• _The exercise_
Quote all of the data exactly as given. Skip every picture it contains.

[Recorded data]
<<<<

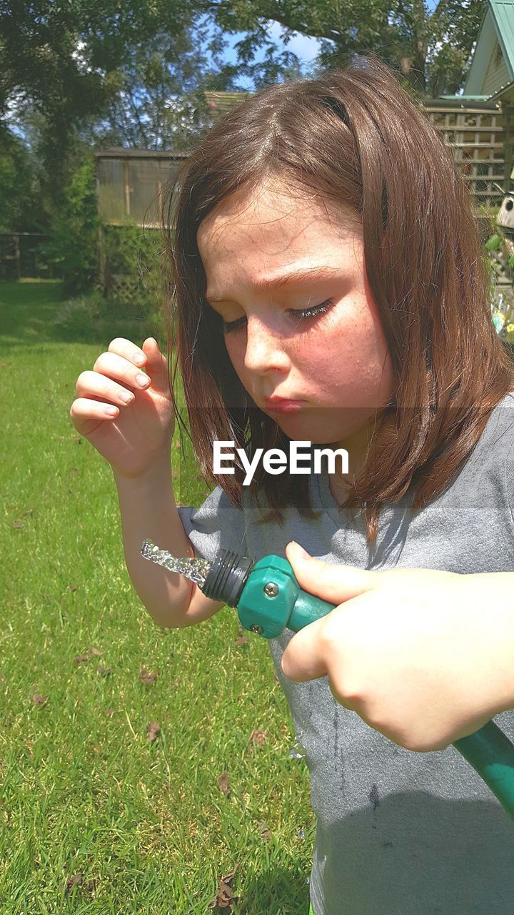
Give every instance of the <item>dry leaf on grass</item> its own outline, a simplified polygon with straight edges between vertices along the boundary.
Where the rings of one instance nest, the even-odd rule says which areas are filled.
[[[139,679],[145,686],[151,686],[154,681],[157,679],[157,674],[150,673],[145,667],[143,667],[139,674]]]
[[[99,658],[102,655],[100,649],[95,648],[94,645],[90,645],[85,654],[75,655],[73,661],[76,664],[83,664],[84,661],[91,661],[91,658]]]
[[[263,839],[264,842],[268,842],[271,839],[272,834],[270,833],[267,820],[261,820],[261,822],[257,824],[257,829],[259,830],[261,838]]]
[[[234,865],[233,870],[230,874],[226,874],[225,877],[220,877],[220,886],[218,887],[218,893],[216,894],[216,899],[209,902],[208,909],[228,909],[229,911],[232,910],[232,902],[235,900],[232,889],[230,888],[230,883],[232,882],[236,870],[239,867],[239,864]]]
[[[148,725],[148,740],[151,742],[161,733],[161,726],[156,721],[151,721]]]
[[[230,793],[230,788],[229,785],[229,773],[226,770],[224,772],[221,772],[221,775],[218,776],[218,778],[216,779],[216,782],[218,784],[220,791],[223,791],[225,797],[229,797]]]
[[[87,893],[94,893],[98,880],[84,880],[83,874],[72,874],[66,881],[66,892],[70,893],[73,887],[80,887]]]
[[[249,752],[250,753],[253,752],[253,744],[258,744],[259,747],[262,747],[262,744],[266,742],[266,739],[267,737],[269,737],[269,736],[270,735],[268,734],[267,731],[262,731],[262,730],[252,731],[252,734],[250,735],[250,740],[248,741]]]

>>>>

• _Solution to the exercise_
Give every instance of the <item>dry leaf on grass</item> its own outline, a simplified polygon with straight edges between vertices along the boundary.
Where the rings of one instance nest, the even-odd rule says which areas are filled.
[[[139,679],[145,686],[151,686],[154,681],[157,679],[157,674],[150,673],[145,667],[143,667],[139,674]]]
[[[99,658],[102,655],[100,649],[95,648],[94,645],[90,645],[85,654],[75,655],[73,661],[76,664],[83,664],[84,661],[91,661],[91,658]]]
[[[263,839],[264,842],[268,842],[271,839],[272,834],[270,833],[267,820],[261,820],[261,822],[257,824],[257,829],[259,830],[261,838]]]
[[[234,865],[233,870],[230,874],[226,874],[225,877],[220,877],[220,886],[218,887],[218,893],[216,894],[216,899],[209,902],[208,909],[228,909],[229,911],[232,910],[232,902],[235,900],[232,889],[230,888],[230,883],[232,882],[236,870],[239,867],[239,864]]]
[[[148,725],[148,740],[151,742],[161,733],[161,726],[156,721],[151,721]]]
[[[230,793],[230,788],[229,785],[229,773],[226,770],[224,772],[221,772],[221,775],[218,776],[218,778],[216,779],[216,782],[218,784],[220,791],[223,791],[225,797],[229,797]]]
[[[87,893],[94,893],[98,880],[84,880],[83,874],[72,874],[66,881],[66,892],[70,893],[73,887],[80,887]]]
[[[249,752],[250,753],[253,752],[253,744],[258,744],[259,747],[262,747],[262,744],[266,742],[266,739],[267,737],[269,737],[269,736],[270,735],[268,734],[267,731],[262,731],[262,730],[252,731],[252,734],[250,735],[250,740],[248,741]]]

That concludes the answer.